* Extract *
So we're not saying that the Latter-day Saints are. Pure and truly Pelagians, they still believe grace is necessary. But in the LDS gospel, grace is not sufficient.
So we have to really point out that perfection is an absolute requirement, and that not only that's a requirement, but that their leaders have taught that it's achievable. Because if you merely just try to go backwards, like we were saying in the previous episode, and we say, well, grace is important, keeping the commandments is important, but really, you just got to do your best. And that's all it's, you know, that's all you got to do. And you're good, it's good enough. But really, it's like, no, and in no uncertain terms, as the LDS Church, through its various leaders, has said multiple times that perfection is something you can achieve even in this life.
And it's something you need to strive for. Yeah, so a thought that kind of comes into my head too is: you know, they do want to. To say a lot of times that these leaders are fallible men, and they may have said something that isn't true, but I think there comes a point when enough of them. Have hammered in a message that it just can't be ignored. You can't continue to say, Well, they're just fallible.
You know, and if they can go and they can quote from these early church fathers after the apostasy supposedly happened and still promote a message that they spoke, then they certainly have. Have to take seriously what their leaders have said when there's not been an apostasy because these men are still speaking canon basically in the LDS mindset. What they speak is scripture. And so, Yeah, it's it's very serious and And I think it's been at a level. It's been spoken of so much.
That it kind of throws into question: are the LES leaders able to accurately? Receive revelation in the first place if this many of them have been wrong.

* List of tasks *
1. Answer these questions from the transcript on grace and perfection:
(a) What does the transcript say Latter-day Saints believe about whether grace is necessary, and whether it is sufficient in the LDS gospel?
(b) According to the transcript, what have LDS leaders taught about when perfection can be achieved?
(c) In the LDS mindset, as the transcript describes it, what is the word the leaders speak?
2. Reproduce the transcript on grace and perfection word for word, starting at "You know, and" and ending at "have been wrong.".
3. Continue the transcript on grace and perfection, picking up after its final sentence.
The material after the transcript plays no part here.

* Data segment *

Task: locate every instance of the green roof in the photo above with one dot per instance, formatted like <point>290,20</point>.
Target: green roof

* Answers per task *
1.
(a) They believe grace is necessary, but in the LDS gospel grace is not sufficient.
(b) Leaders have said that perfection can be achieved even in this life.
(c) What they speak is scripture.

2.
You know, and if they can go and they can quote from these early church fathers after the apostasy supposedly happened and still promote a message that they spoke, then they certainly have. Have to take seriously what their leaders have said when there's not been an apostasy because these men are still speaking canon basically in the LDS mindset. What they speak is scripture. And so, Yeah, it's it's very serious and And I think it's been at a level. It's been spoken of so much.
That it kind of throws into question: are the LES leaders able to accurately? Receive revelation in the first place if this many of them have been wrong.

3.
So, those were just some thoughts that came to my mind. I don't know if you had any other thoughts, Paul. Yeah, I think we've covered it quite a bit. Um, it's you know, I've talked a little bit about my experiences with my mom before she passed, and I know uh Dan covered it on our recent episode where we had Dan and Brianna on as well and his discussions with my mom. And um, you know, especially leading up to the time when she was uh close to passing.
You know, we had a lot of conversations about this particular difference, right? That you are either saved by grace alone through faith alone, or you're saved by grace plus your own works and strivings for perfection. And in one, there is true hope, in the other, there's The feeling that you never truly know whether you are saved. And my mom expressed that to me several times: that she didn't know if she had done enough for exaltation. And her fear was that because my father and she had been sealed in the temple when they were married, that if she had not done enough, then their sealing would not be ratified by the Holy Spirit of promise.
And therefore, she and my father would not be together in heaven. And it's interesting there, too, that the hope isn't I'll be with Jesus. The hope is I'll be with my husband or my wife. And you can see in some of these details that the gospel just is different. Yeah, you kind of struck a nerve with me, too, just now, talking about ceilings.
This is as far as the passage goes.